__Task details__. For the listing below, output exactly the lines from the line with "Practice step: point at the skylight" up to and including the line with "Practice step: point at the railing", and no other lines.

__Records to use__.
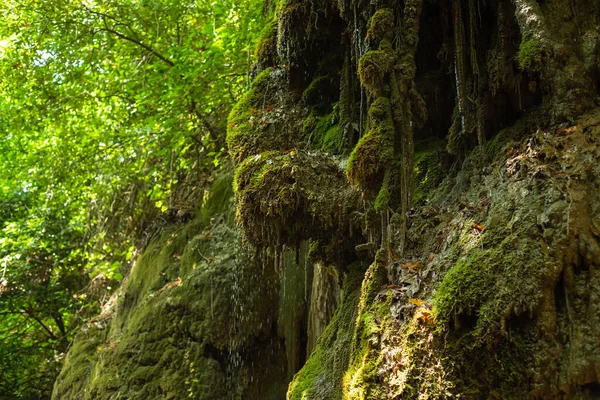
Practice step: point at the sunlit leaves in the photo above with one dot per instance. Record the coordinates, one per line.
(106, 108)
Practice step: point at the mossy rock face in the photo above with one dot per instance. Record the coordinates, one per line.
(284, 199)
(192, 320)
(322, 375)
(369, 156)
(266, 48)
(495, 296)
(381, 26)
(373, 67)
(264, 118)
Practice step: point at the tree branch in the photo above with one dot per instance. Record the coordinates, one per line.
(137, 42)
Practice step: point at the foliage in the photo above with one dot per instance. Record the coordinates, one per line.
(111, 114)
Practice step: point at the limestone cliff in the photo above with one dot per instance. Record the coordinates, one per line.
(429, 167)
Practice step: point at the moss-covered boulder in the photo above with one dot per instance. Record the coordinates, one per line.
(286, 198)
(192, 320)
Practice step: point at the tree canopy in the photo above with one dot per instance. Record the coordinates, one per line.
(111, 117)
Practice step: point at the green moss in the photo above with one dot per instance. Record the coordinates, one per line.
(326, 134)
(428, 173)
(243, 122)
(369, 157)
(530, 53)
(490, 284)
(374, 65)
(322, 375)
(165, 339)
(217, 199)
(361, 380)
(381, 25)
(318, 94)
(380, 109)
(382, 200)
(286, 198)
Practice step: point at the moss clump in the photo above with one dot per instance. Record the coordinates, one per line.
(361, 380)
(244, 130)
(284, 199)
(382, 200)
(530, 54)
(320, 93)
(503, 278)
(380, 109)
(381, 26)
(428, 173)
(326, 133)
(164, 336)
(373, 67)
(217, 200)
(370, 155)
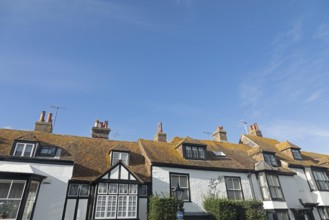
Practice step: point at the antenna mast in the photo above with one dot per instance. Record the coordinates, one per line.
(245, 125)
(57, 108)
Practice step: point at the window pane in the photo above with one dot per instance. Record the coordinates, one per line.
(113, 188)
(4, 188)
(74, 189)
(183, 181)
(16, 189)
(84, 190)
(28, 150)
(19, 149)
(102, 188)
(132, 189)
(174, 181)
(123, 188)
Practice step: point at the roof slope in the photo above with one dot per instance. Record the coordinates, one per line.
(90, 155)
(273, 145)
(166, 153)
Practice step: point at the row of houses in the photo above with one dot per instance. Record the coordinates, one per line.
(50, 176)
---
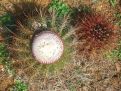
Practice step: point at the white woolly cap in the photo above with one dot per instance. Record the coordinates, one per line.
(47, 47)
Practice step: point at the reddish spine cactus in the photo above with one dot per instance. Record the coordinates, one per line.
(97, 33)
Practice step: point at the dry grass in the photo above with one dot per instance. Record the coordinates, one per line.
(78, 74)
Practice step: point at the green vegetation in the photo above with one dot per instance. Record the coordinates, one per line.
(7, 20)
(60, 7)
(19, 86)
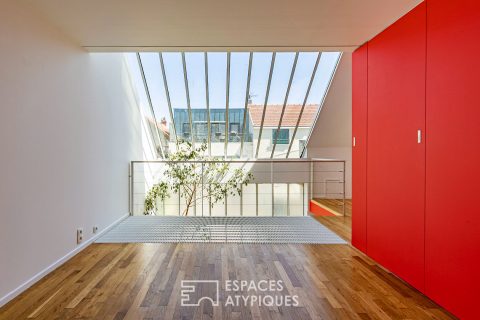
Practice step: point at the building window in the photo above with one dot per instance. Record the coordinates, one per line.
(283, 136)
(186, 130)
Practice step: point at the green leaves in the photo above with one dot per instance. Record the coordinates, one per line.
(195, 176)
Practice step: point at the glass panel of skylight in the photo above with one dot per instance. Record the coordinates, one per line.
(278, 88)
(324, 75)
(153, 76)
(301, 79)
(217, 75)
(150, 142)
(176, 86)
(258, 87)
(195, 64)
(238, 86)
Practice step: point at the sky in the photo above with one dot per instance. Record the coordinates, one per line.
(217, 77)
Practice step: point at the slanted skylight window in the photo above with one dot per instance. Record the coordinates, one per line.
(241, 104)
--
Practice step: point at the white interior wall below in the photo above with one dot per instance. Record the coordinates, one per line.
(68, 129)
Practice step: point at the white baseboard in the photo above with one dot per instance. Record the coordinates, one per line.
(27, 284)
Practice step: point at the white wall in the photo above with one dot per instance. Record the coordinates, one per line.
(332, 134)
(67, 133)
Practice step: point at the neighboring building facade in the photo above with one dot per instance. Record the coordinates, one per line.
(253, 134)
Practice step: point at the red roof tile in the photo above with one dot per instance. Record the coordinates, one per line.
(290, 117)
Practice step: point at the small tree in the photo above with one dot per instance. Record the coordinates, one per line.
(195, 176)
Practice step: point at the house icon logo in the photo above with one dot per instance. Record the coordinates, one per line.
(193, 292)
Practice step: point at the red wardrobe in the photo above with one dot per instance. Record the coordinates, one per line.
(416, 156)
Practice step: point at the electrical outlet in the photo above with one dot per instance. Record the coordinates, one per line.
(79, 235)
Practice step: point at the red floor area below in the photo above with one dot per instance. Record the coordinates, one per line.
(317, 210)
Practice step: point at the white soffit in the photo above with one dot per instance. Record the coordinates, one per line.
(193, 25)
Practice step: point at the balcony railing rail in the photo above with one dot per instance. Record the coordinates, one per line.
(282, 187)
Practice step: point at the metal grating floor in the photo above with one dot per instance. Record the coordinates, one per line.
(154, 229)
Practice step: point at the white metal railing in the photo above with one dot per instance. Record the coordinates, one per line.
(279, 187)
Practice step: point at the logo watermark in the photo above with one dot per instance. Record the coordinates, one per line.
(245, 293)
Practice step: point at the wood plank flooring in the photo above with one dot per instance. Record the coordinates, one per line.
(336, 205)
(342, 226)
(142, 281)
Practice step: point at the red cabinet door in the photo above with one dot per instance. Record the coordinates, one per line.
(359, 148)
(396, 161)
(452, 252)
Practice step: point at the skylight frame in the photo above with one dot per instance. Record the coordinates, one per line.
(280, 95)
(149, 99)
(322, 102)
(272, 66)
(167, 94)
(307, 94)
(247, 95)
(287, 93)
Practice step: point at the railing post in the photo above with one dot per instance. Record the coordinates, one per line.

__Written response__.
Practice step: point at the skylight frame in the photo above with one dot per instance. Record the coordinates, one per line.
(280, 95)
(149, 99)
(322, 102)
(272, 66)
(167, 94)
(307, 94)
(247, 95)
(287, 93)
Practice step: point at the railing post in the photo above with one dot per instance. Record the coordinates, one per line.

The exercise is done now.